WHAT TO WORK ON => Print each record exactly as it appears, but drop the images.

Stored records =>
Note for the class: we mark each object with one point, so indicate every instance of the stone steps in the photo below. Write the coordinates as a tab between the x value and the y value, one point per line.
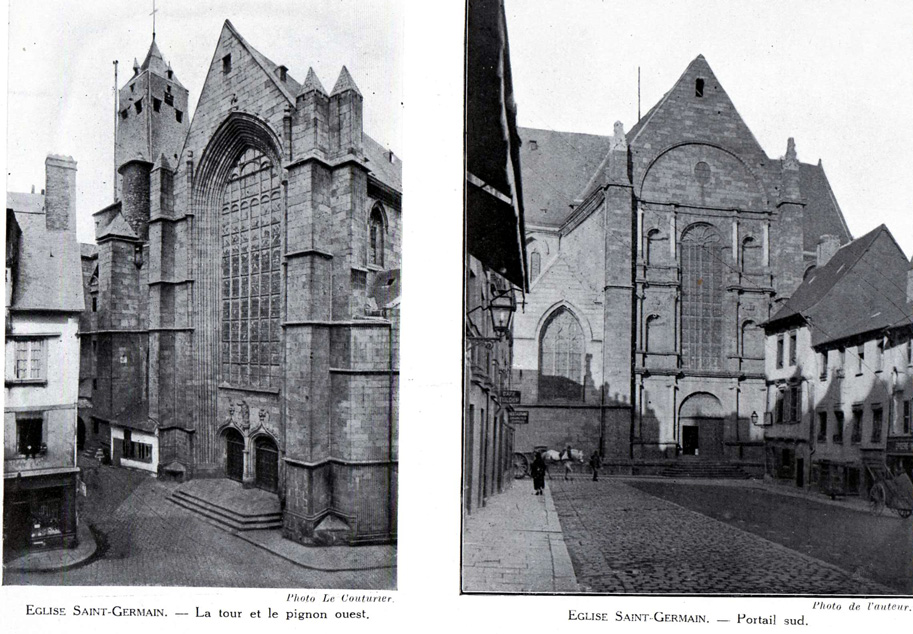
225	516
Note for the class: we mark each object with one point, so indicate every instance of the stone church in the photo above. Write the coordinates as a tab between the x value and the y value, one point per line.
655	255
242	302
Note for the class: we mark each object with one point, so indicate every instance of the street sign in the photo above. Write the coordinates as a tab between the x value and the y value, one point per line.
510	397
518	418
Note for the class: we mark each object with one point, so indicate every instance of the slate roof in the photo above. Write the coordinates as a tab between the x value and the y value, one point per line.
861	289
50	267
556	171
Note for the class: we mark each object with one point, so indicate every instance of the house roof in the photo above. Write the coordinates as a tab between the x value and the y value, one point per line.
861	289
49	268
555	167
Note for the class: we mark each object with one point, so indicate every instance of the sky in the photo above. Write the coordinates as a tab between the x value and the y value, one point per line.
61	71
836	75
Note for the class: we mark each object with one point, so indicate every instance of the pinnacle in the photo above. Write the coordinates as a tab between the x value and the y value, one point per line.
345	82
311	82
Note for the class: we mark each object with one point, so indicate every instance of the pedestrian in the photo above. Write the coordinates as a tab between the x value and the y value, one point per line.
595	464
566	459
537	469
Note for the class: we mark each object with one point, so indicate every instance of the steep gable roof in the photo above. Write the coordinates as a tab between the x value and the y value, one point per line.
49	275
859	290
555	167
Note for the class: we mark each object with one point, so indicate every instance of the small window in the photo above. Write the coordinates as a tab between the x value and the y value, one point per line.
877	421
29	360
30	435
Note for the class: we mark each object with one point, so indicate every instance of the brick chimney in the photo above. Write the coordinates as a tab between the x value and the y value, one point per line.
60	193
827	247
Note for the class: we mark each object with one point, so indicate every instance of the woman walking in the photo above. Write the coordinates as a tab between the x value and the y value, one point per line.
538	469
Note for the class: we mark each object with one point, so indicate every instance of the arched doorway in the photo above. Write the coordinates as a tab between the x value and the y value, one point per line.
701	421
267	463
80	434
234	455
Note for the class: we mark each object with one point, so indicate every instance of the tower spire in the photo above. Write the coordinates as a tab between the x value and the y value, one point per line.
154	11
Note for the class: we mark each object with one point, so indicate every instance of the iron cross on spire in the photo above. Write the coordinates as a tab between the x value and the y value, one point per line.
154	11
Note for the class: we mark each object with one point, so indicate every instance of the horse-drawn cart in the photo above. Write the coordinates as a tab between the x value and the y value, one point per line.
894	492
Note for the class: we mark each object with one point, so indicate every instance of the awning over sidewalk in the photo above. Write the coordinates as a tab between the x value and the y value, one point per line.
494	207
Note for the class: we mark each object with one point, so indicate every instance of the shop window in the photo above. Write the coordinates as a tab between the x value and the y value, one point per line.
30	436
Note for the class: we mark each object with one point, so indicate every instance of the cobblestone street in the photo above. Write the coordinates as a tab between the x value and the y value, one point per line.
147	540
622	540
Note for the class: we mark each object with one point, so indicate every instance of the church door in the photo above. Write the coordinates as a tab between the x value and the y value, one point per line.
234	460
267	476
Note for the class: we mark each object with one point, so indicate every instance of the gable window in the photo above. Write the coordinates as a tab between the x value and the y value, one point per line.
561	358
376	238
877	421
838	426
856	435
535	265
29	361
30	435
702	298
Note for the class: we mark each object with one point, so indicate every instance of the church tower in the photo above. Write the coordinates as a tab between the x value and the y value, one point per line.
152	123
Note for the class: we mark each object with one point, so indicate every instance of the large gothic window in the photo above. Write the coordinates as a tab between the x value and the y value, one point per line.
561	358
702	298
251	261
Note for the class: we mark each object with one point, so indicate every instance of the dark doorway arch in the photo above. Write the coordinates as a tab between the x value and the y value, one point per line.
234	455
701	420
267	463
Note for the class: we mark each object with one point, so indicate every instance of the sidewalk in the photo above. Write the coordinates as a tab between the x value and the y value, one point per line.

EXPECTED ANSWER =>
Note for the class: we mark each object with one point, so indicate every instance of the stone steps in the photo below. Write the coordinates as a tab between the x value and the y value, one point per line.
225	516
Note for the class: we mark each object with one point, so indicate every instance of the stone church in the photo above. Write the coordinates as a tab between the x value and the y value, one point per line.
655	255
242	302
Note for the class: we mark each object with one point, so indicate every instance of the street sign in the photo above. Write the coordinates as a tab between the x value and the y value, one point per line.
510	397
518	418
Note for the class: we mark each object with one point, so indicate every instance of the slate roof in the photo above. Write the coordinates as a tab between the x value and the y value, one point per line.
861	289
50	267
556	171
Note for the class: we mark each object with one point, so indicate every instance of the house roof in the photo above. Write the coordinates as a tab between the x value and the y value, one point per line.
861	289
49	268
555	167
Note for the class: we mark each object with one point, so indicate every instance of the sky in the photo above. Write the coordinates as a tab between the x value and the y value, one point per line.
61	71
836	75
Note for the class: we mark each object with one point, so indicate every instance of the pinnacle in the photo above. Write the coordinates as a tab between the x value and the y value, one point per line.
345	82
311	82
Note for the class: we mark each object with one point, so indicate every instance of the pedestrian in the photo above. Write the coordinates as a tab between the x value and the y value, one point per line.
595	464
566	459
537	469
Note for the class: we mark each object with one point, so indicate every instance of the steep gable roof in the photo above. Write the coordinates as a tab between the x value and the y value, one point per line.
49	275
859	290
555	167
Note for the class: we mark each object with one point, so indicate every instance of the small window in the photo above. Write the coordinates as a tab between the x value and the y value, one point per line.
877	421
29	360
30	435
Note for the class: we mark each object with one point, so indicate every instance of the brick chimney in the photo above. Write the coordinates as a tab between the x value and the y value, one point per line.
60	193
827	247
Note for the class: we mark each object with one point, so indicate every instance of the woman walking in the photo above. Write the coordinates as a tab between the x value and the y value, one point per line.
538	469
Note for the class: we mark each object with one point, so indicate every instance of the arched doorway in the photo above. Write the coordinates as a tab between the x value and the y value, one point per line.
701	421
267	463
80	434
234	455
Note for the class: we mark each object with one point, so indicate every instance of the tower spire in the photo above. Write the coordinates as a tab between the x value and the y value, one point per line.
154	11
Note for the class: we mark each object with one point, so indicate every instance of the iron cross on spire in the photo above. Write the coordinates as a tab between the x value and the y value, one point per line.
154	11
Note for the class: we mark each object with one point, so indicate every instance of the horse-drawn cart in the photo above. Write the coordinates as a tab between the x value and the y value, one point per line.
894	492
Note for the class: we mark each object with one point, so indicate every instance of the awning over sidewalk in the photo above. Write the coordinates as a tab between the x value and the y value, one point per line.
494	207
Note for the class: we mark each object with one point, so indicate every instance of the shop window in the photo above. Write the coordinates as a tab between the x value and the y value, one point per line.
30	436
Note for the class: we mark each object with one point, so indicate every instance of the cobblestone street in the photo above. Write the coordinates as a tab between the x value and the y value, one point per line.
147	540
622	540
Note for the class: we mark each object with one point, so indicate every instance of the church door in the photo above. Write the coordinates as a tab between the x value and the y value, one point per line.
234	460
267	476
Note for the class: we mark each object with one point, so indicate every instance of the gable window in the photo above. Write the coordinates as a tab between the x value and the y value, one point per line.
561	358
376	238
877	421
838	426
856	435
535	265
29	361
30	435
702	298
Note for the class: we mark each object with one point, so indicate every instance of the church tower in the photo above. Write the coordinates as a tab between the x value and the y value, one point per line.
152	123
Note for the class: we mark each object with one point, so indicate every instance of the large gothic window in the photo above. Write the coordinates as a tab between the x value and the y value, one point per line.
561	358
702	298
251	261
Note for the class: we mark each object with one point, so indicate every instance of the dark doorway arch in the photo above. Write the coordinates as a tab between the x value and the y value, one point per line.
234	455
701	420
267	463
Note for the class: we mark each object with one point, so indicate every instance of the sidewalk in the photo above. Write the coordinates as a tab between the x value and the y value, one point per line.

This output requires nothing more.